──────── Study text

The significance of AQP4 redistribution associated with diffuse brain edema merits consideration of a relevant model.

3. Clasmatodendrosis and the BBB in vivo: the case of osmotic demyelination

Clasmatodendrosis figures prominently in the timing of glial changes associated with osmotic demyelination in mice. Building on in vitro observations that astrocytic GFAP expression downregulates after exposure to pro-inflammatory cytokines, particularly interleukin-1-beta (IL-1beta) [54], Nicaise et al. [55] found that astrocytes of demyelination-prone regions underwent profound astrocytic endfoot change and fragmentation of astrocyte processes, with swelling of perinuclear areas, associated with loss of astrocyte cell markers such as AQP4 and aldehyde dehydrogenase 1 family, member L1 (ALDH1L1). Loss of AQP4 immunoreactivity happened prior to demyelination in susceptible regions and before GFAP downregulation. Scalisi et al. [56] have also observed “massive” breach of the BBB on the order of 48 h after correction of hyponatremia and after oligodendrocyte and astrocyte loss. The above studies hint that BBB leakiness could be secondary to astrocyte reaction: also at 48 h post-correction, brain endothelial cell changes reached their apogee at those places where astrocyte endfeet were most disrupted.

────────────────

▸ **Activity**
In the passage on osmotic demyelination, please state when Scalisi et al. observed a "massive" breach of the BBB.

──────── Raw data

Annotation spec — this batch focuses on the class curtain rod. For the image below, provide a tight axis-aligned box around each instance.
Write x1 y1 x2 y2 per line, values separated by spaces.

────────────────

▸ **Answer for this exercise**
On the order of 48 h after correction of hyponatremia, and after oligodendrocyte and astrocyte loss.